The request
Lay out every line of the records below as a Markdown table with the columns "Row" and "Line", numbering the rows consecutively and omitting blank lines. Exclude the pictures from the table.

Excerpts from a segmentation dataset:
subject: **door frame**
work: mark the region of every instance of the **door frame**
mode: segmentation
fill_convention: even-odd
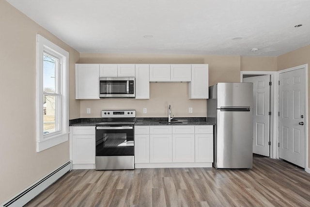
[[[240,71],[240,82],[243,82],[244,75],[270,75],[270,80],[272,82],[270,90],[270,111],[271,115],[270,116],[270,140],[271,143],[269,148],[269,156],[271,158],[279,158],[279,149],[278,149],[278,75],[277,71]]]
[[[277,82],[279,82],[279,75],[280,73],[283,73],[286,72],[292,71],[293,70],[297,70],[298,69],[305,68],[305,115],[306,118],[305,119],[305,171],[308,173],[310,173],[310,168],[308,166],[308,156],[309,156],[309,147],[308,144],[309,143],[309,128],[308,123],[309,120],[309,114],[308,114],[308,64],[304,64],[294,67],[290,67],[289,68],[285,69],[278,71],[277,74]],[[277,99],[278,104],[277,104],[277,111],[279,111],[279,84],[277,84],[278,88],[277,91],[278,93],[277,94]],[[277,125],[279,125],[279,119],[277,122]],[[279,142],[279,136],[278,137],[278,142]],[[277,158],[279,158],[279,148],[277,151]]]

The reply
| Row | Line |
|---|---|
| 1 | subject: **door frame** |
| 2 | work: mark the region of every instance of the **door frame** |
| 3 | mode: segmentation |
| 4 | fill_convention: even-odd |
| 5 | [[[240,71],[240,82],[243,82],[244,75],[270,75],[270,80],[272,82],[270,90],[270,111],[271,115],[270,116],[270,140],[271,143],[269,148],[269,156],[271,158],[279,158],[279,149],[278,149],[278,75],[277,71]]] |
| 6 | [[[277,82],[279,82],[279,75],[280,73],[283,73],[286,72],[292,71],[293,70],[297,70],[298,69],[305,68],[305,115],[306,118],[305,119],[305,171],[308,173],[310,173],[310,168],[308,166],[308,156],[309,156],[309,147],[308,144],[309,143],[309,128],[308,123],[309,120],[309,114],[308,114],[308,64],[304,64],[294,67],[290,67],[289,68],[285,69],[278,71],[277,74]],[[277,99],[278,104],[277,104],[277,111],[279,111],[279,84],[277,84],[278,88],[277,91],[278,93],[277,94]],[[277,125],[279,125],[279,119],[277,122]],[[279,142],[279,136],[278,137],[278,142]],[[277,158],[279,158],[279,148],[277,151]]] |